Task goal —
Rewrite the lines of all the entries below as a single numbered list, omitting any blank lines. Leave the pictures out of your answer.

Supplied records —
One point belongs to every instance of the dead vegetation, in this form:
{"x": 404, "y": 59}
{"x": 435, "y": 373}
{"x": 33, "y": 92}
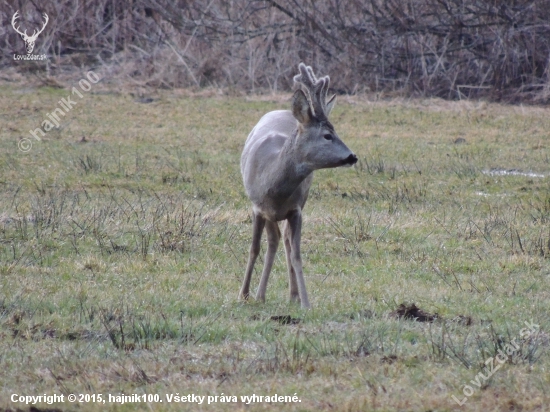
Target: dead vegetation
{"x": 452, "y": 49}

Output of the exercise —
1. One point belongs to every instance of the dead vegetation, in this form:
2. {"x": 404, "y": 59}
3. {"x": 435, "y": 373}
4. {"x": 33, "y": 92}
5. Target: dead vegetation
6. {"x": 452, "y": 49}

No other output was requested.